Text for analysis.
Princess Teresa Cristina of Saxe-Coburg and Gotha (23 August 1902 - 24 January 1990), was a German-Brazilian princess of the House of Saxe-Coburg and Gotha.

==Early life==
She was born Princess Theresia Christiane Maria Josepha Ignatia Benizia Michaela Gabriele Raphaele Gonzaga of Saxe-Coburg and Gotha at the Thüringen in Austria-Hungary, the sixth child of Prince August Leopold of Saxe-Coburg and Gotha and Archduchess Karoline Marie of Austria.

Her father was the son of Princess Leopoldina of Brazil, daughter of Emperor Pedro II of Brazil and Teresa Cristina of the Two Sicilies, her namesake. Through her mother she was also a great-granddaughter of Leopold II, the last Grand Duke of Tuscany.

Teresa Cristina was the only grandchild of Leopoldina to retain Brazilian nationality.

Work order. Continue the biographical text on Princess Teresa Cristina of Saxe-Coburg and Gotha, beginning after its final sentence. Nothing in the items is needed for this work.

Provided information.
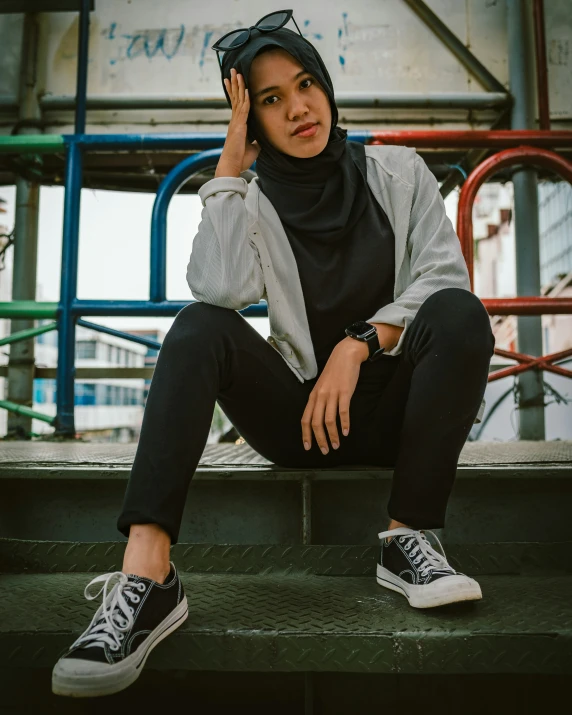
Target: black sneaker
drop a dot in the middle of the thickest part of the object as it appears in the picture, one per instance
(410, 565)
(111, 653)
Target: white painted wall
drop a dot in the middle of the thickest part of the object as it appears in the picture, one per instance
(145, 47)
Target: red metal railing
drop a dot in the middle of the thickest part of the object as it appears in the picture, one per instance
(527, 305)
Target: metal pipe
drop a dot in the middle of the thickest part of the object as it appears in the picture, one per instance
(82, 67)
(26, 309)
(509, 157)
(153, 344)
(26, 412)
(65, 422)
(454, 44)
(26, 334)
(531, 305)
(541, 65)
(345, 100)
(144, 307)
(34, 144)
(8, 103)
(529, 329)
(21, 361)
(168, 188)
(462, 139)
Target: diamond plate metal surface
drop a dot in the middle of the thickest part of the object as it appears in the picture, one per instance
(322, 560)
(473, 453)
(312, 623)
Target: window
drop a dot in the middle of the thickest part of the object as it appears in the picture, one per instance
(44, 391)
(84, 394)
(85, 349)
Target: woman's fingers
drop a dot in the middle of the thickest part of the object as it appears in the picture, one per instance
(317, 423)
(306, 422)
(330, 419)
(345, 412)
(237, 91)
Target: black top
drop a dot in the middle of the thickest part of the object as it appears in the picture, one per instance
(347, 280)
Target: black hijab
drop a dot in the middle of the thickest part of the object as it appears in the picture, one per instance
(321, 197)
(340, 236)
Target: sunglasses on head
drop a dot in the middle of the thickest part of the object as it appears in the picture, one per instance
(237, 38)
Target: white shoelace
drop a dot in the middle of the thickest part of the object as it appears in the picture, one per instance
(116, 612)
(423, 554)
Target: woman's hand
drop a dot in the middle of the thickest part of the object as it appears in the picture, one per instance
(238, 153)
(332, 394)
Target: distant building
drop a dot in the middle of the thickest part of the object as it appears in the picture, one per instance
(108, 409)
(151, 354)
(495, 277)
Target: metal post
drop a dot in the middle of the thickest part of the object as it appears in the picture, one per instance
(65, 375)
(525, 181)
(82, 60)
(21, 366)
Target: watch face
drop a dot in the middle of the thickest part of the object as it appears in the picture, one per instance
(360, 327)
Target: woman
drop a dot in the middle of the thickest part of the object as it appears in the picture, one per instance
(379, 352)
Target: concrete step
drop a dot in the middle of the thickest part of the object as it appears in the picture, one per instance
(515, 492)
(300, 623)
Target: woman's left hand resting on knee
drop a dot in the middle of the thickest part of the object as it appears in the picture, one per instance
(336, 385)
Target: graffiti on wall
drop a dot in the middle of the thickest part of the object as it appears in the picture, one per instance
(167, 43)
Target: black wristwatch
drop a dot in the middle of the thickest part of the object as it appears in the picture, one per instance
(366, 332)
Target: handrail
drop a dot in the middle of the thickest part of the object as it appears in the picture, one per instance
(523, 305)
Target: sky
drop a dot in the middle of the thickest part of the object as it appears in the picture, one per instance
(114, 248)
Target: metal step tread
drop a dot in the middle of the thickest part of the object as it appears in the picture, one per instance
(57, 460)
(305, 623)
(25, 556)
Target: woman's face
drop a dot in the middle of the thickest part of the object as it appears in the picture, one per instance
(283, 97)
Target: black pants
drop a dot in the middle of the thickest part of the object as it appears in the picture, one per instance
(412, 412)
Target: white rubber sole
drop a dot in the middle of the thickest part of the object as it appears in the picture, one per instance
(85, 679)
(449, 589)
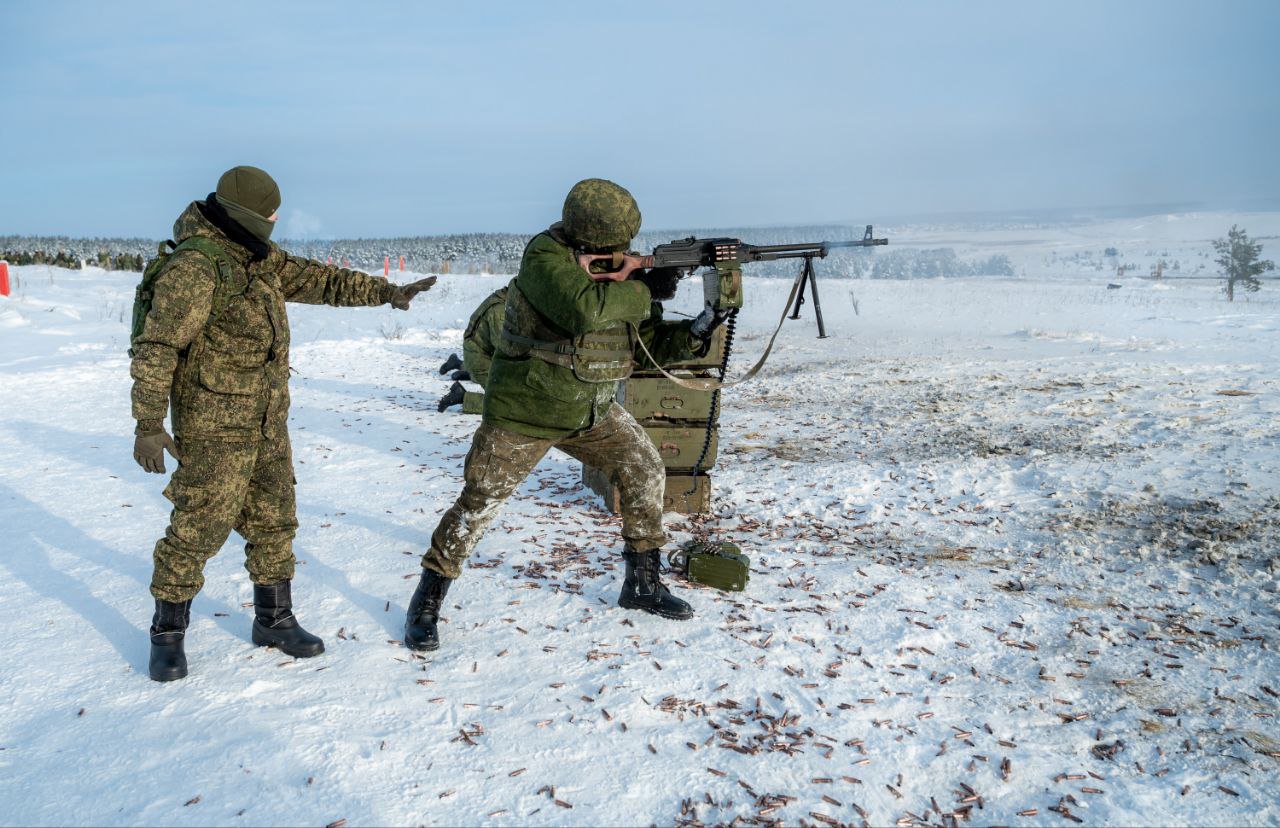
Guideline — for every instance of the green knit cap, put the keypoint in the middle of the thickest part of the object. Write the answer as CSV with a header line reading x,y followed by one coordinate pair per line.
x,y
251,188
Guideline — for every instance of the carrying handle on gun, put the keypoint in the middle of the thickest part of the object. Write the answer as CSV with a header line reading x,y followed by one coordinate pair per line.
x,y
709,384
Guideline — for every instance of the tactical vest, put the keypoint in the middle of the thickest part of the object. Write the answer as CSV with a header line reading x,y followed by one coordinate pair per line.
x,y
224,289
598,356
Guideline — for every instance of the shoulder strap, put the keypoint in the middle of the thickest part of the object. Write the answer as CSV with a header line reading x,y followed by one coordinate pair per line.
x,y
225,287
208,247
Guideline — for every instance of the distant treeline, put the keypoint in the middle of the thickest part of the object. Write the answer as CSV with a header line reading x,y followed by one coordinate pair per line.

--

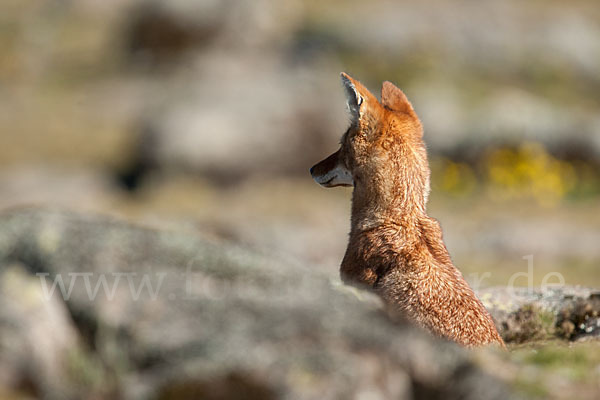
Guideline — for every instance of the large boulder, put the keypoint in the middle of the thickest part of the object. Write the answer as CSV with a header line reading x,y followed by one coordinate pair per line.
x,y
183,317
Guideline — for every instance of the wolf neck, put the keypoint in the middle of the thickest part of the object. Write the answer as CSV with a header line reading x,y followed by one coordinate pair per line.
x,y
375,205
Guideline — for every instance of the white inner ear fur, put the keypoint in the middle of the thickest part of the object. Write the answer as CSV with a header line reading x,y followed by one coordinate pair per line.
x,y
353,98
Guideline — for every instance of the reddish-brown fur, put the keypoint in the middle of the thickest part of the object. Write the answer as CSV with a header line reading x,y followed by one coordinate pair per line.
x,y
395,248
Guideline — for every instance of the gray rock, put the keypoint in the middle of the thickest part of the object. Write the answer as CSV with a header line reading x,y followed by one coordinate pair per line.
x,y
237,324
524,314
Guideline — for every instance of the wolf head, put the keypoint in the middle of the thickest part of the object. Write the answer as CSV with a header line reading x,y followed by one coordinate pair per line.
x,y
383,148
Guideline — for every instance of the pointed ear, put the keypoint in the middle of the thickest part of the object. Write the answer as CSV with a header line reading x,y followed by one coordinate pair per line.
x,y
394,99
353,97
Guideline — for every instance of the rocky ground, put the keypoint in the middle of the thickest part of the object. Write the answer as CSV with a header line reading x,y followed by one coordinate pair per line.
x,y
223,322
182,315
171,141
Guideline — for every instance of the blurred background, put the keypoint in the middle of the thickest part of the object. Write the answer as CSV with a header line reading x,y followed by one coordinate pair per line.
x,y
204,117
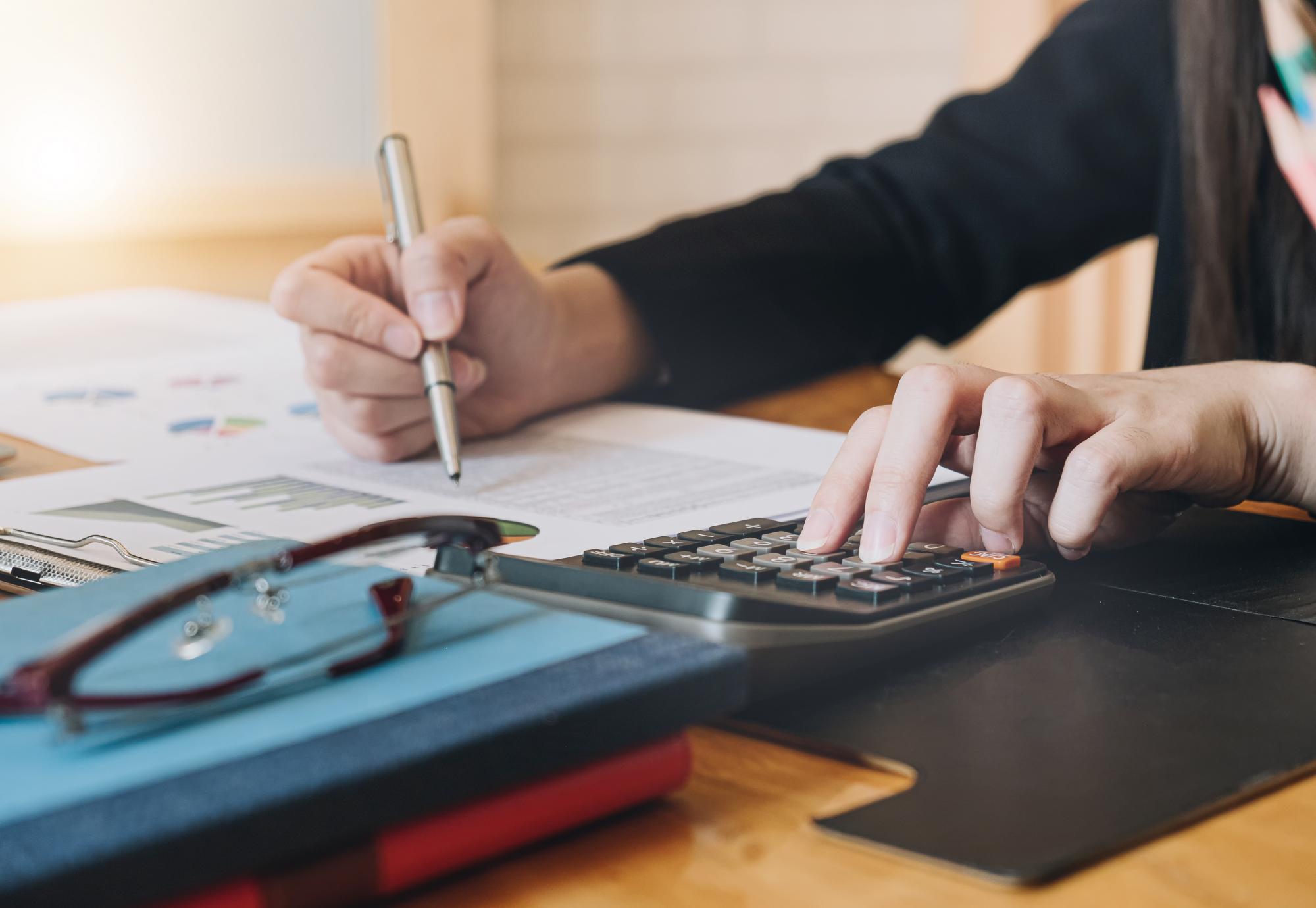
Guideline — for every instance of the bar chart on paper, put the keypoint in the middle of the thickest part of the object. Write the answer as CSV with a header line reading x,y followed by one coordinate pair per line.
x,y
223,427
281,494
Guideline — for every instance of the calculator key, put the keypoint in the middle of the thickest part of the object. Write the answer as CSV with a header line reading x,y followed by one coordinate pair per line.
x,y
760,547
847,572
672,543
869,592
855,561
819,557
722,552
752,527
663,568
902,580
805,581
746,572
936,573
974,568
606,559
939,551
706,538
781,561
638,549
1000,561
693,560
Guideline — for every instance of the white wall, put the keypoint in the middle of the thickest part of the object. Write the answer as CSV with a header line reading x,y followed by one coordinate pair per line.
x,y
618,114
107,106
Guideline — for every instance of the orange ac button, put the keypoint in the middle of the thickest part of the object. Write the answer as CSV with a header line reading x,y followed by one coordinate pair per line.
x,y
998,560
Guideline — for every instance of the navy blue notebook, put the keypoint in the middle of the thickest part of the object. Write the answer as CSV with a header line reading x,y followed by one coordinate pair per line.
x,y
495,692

...

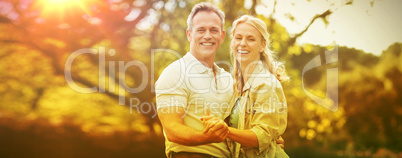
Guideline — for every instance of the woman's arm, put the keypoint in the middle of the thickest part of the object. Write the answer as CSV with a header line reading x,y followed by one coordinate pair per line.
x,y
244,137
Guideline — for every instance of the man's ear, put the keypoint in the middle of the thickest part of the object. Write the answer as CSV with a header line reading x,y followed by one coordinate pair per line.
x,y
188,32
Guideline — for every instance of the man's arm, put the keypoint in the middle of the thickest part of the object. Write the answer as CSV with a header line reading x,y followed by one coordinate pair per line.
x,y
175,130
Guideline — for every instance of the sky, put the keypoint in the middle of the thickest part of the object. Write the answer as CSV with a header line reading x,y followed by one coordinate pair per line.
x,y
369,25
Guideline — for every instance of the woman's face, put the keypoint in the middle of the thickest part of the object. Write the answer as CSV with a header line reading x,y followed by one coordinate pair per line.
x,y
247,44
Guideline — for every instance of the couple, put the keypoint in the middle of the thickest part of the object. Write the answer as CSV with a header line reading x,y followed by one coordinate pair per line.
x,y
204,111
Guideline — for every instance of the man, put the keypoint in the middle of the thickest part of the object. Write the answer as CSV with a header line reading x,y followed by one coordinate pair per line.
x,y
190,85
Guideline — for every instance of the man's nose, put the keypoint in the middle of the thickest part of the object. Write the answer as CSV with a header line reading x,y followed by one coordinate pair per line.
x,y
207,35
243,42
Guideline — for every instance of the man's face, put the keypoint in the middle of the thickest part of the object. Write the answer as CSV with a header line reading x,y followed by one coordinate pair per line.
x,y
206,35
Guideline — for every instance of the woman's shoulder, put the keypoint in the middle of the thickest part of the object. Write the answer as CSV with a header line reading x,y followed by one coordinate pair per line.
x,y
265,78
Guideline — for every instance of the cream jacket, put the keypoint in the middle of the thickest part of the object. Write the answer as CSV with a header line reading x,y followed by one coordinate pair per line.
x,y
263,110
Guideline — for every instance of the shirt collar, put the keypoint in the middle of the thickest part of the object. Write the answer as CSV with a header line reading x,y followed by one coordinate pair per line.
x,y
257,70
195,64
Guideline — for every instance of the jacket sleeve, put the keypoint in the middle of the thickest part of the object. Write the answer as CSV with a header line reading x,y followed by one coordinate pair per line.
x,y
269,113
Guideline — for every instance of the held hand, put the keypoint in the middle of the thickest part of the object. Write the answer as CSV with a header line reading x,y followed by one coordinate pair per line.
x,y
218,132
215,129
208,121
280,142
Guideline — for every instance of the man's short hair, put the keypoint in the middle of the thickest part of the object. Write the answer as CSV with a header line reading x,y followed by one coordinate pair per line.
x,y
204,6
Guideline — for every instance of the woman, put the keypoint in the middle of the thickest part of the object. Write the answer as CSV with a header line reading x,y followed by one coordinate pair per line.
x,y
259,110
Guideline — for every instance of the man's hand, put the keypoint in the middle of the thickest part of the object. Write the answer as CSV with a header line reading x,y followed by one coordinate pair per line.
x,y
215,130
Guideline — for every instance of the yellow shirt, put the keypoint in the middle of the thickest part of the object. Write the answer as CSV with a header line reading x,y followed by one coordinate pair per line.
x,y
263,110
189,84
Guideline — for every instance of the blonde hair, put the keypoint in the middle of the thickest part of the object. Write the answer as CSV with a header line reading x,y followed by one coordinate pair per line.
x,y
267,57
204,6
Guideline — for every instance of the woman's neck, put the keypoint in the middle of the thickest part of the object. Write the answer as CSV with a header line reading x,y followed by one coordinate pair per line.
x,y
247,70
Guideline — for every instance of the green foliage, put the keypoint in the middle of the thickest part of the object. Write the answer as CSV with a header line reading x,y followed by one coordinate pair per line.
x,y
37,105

Written answer.
==Marriage and family==
Teresa Cristina married in Salzburg on 6 October 1930 to Lamoral, Baron Taxis di Bordogna e Valnigra (1900-1966), the son of Omodeo, Freiherr Taxis Bordogna und Valnigra (1872-1948) and his wife, Franziska "Fanny" von Ottenhaler zu Ottenthal (1877–1955). Their descendants assumed the surname Tasso de Saxe-Coburgo e Bragança. They had four children:

1. Carlos Tasso de Saxe-Coburg e Bragança (born 16 July 1931); married firstly Denise Pais de Almeida and secondly Archduchess Walburga of Austria (born 23 July 1942).
2. Alice Tasso de Saxe-Coburg e Bragança (7 June 1936 – 29 August 2013); married Michele Formentini, Count di Tolmino e Biglia.
3. Felipe Tasso de Saxe-Coburg e Bragança (born 3 January 1939); married Anna Maria Duarte Nunes.
4. Maria Cristina Tasso de Saxe-Coburg e Bragança (born 31 January 1945); married Raimondo Dettori.

==Death==
She died on 24 January 1990 in Villach, Austria, aged 87.